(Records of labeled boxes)
★ ★ ★ ★ ★

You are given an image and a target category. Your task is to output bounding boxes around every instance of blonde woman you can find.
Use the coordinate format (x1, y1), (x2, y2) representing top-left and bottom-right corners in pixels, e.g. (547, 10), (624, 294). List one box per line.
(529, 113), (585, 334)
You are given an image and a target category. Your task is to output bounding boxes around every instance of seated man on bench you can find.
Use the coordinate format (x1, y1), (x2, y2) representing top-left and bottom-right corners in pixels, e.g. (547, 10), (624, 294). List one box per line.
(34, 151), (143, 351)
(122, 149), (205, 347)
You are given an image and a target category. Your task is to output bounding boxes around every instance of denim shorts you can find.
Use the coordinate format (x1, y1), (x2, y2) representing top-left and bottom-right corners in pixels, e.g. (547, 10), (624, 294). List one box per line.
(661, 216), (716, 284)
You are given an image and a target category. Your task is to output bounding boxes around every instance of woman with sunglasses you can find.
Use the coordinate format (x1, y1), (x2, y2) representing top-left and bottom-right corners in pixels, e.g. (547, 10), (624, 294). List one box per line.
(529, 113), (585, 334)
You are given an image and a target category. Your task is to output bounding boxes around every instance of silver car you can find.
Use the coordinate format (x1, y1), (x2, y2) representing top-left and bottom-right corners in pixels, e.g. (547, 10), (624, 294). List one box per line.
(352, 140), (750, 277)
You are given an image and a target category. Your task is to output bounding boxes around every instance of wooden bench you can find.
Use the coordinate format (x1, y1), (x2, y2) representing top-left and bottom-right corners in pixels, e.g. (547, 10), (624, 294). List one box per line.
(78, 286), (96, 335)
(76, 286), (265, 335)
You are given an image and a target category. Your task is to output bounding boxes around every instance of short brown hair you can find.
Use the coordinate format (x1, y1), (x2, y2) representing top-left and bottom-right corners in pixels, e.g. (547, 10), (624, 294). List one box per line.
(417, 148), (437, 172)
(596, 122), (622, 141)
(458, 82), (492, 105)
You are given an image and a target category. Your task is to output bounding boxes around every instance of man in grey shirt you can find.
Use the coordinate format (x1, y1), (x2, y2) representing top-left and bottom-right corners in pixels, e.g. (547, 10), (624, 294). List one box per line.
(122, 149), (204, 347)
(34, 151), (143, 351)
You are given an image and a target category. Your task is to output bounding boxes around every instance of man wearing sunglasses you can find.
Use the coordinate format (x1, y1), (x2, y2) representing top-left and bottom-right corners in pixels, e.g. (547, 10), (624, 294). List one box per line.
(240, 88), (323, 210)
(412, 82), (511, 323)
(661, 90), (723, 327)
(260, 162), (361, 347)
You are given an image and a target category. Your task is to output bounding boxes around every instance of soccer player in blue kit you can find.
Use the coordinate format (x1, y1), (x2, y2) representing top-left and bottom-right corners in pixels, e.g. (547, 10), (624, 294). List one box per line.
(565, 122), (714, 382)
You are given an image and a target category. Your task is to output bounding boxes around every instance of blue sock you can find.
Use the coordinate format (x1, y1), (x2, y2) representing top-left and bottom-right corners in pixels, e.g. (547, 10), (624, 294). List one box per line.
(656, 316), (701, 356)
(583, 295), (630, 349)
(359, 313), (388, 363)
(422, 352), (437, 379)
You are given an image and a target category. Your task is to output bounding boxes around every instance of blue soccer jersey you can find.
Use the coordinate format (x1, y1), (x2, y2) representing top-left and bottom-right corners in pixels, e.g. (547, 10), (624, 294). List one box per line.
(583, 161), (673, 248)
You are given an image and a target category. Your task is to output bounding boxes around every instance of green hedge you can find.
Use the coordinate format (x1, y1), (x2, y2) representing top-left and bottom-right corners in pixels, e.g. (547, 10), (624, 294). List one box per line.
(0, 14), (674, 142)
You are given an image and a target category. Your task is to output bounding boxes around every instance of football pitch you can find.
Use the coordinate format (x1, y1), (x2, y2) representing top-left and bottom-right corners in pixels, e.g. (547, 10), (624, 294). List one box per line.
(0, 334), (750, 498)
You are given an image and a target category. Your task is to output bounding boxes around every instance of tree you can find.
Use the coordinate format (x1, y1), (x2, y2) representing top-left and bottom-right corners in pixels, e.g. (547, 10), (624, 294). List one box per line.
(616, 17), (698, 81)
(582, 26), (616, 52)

★ ★ ★ ★ ★

→ **OBJECTIVE**
Convert the records above into a two-column CSV with the header row request,answer and one row per request. Put the request's full text in the first field and its answer in the second, quote each field, and replace every line break with a space.

→ **CORRECT ANSWER**
request,answer
"You are given an image and a target category. Your task is to output bounding boxes around every instance of blonde woman you can find. Use the coordinate format (x1, y1), (x2, y2) representing top-left and bottom-right corners in pixels, e.g. (547, 10), (624, 294). List one box per line.","(529, 113), (585, 334)"
"You are given an image and a target category. Your task is to output bounding boxes around every instance of seated man on bench you can find. Use the coordinate format (x1, y1), (x2, y2) representing top-left and bottom-right corners in pixels, e.g. (547, 10), (624, 294). List one box per line.","(34, 151), (143, 351) (122, 149), (205, 347)"
"You are given an image and a target category. Your task is to output bounding boxes around every instance of denim shorts you can find. Use the coordinate format (x1, y1), (x2, y2) representing top-left and bottom-right corners in pixels, e.g. (547, 10), (624, 294). List one box per line.","(661, 216), (716, 284)"
"You are given an image and a target category. Your task is to output bounding boxes around every instance of woman with sunglasses you can find. Use the coordinate format (x1, y1), (x2, y2) representing top-left and bottom-right corners in pixels, e.g. (547, 10), (624, 294). List one box per line.","(529, 113), (585, 334)"
"You are given an image and a target category. Your task is to output bounding boxes around every instance of silver car you can find. Use the coordinate format (x1, y1), (x2, y2) representing top-left and bottom-right corners in pixels, e.g. (547, 10), (624, 294). List one box per line.","(352, 140), (750, 277)"
"You are given an image and a target category. Your task is to output bounding boxes around every instance of wooden bench you can find. Use the coordinate format (x1, y1), (x2, y2) representing top-left and bottom-right corners in pixels, e.g. (547, 10), (624, 294). List one box per line.","(78, 286), (96, 335) (76, 286), (265, 335)"
"You are given an image and a target category. Your task is to output bounding boxes around every instance of short brown hair you can find. Use the coordinate format (x1, y1), (x2, y2) representing top-left and bottom-right corners in pixels, e.g. (547, 10), (624, 294). List one box per line.","(417, 148), (437, 172) (596, 122), (622, 141) (458, 82), (492, 105)"
"You are given an image and a target category. Your task is to output bounding boxes around every instance of man in grey shirt you can find. Use the coordinate format (x1, y1), (x2, y2) representing top-left and bottom-right corners in pixels, e.g. (547, 10), (624, 294). List one box per line.","(122, 149), (204, 347) (34, 151), (143, 351)"
"You are given an image and a target category. Your task is to output bounding boxes around every instance of man wearing sunglasses you can find. Use the coordinate format (x1, y1), (x2, y2) representing top-left and bottom-right corners in pixels, e.g. (547, 10), (624, 294). List one box per line.","(240, 88), (323, 210) (412, 82), (511, 323) (661, 90), (723, 327) (260, 162), (361, 347)"
"You are given an image and a target category. Your task is to output bounding boxes around every instance of soccer player in blue kit you can find. Use the coordinate format (x1, y1), (x2, y2) representing top-left and bottom-right corners in pixels, e.g. (547, 10), (624, 294). List one box per line.","(565, 122), (714, 382)"
"You are given an image and a target category. Your task is to output bounding boxes around every instance of blue sock you can find. Use the coordinate format (x1, y1), (x2, y2) representing top-left and bottom-right corners in pixels, e.g. (547, 10), (624, 294). List one box per line.","(656, 316), (701, 356) (583, 295), (630, 349) (359, 313), (388, 363) (422, 352), (437, 379)"
"You are given an image and a target category. Your task is to output bounding boxes around every instance of blue soccer jersey you can find. Use the coordinate format (x1, y1), (x2, y2) representing top-left and bottom-right corners in pixels, e.g. (547, 10), (624, 294). List one box per line.","(583, 161), (673, 248)"
"You are given an image and a target category. Your task is to output bounding boxes around every instance of green hedge you can find. Use the coordinate format (x1, y1), (x2, y2) representing top-left and bottom-right corners in pixels, e.g. (547, 10), (624, 294). List one box per line.","(0, 14), (674, 142)"
"You are given an image and a target category. Your task is to output bounding boxes around every instance of football pitch you can find. Use the coordinate format (x1, y1), (x2, y2) representing top-left and bottom-right corners in pixels, e.g. (547, 10), (624, 294). List one box per line.","(0, 334), (750, 498)"
"You are given an image and a target category. Your task is to output bounding boxes around every instance of tree you can find. Use the coordinate format (x1, y1), (x2, y2) representing top-left and bottom-right corners in pixels, e.g. (547, 10), (624, 294). List one box per line.","(616, 17), (698, 81) (582, 26), (616, 52)"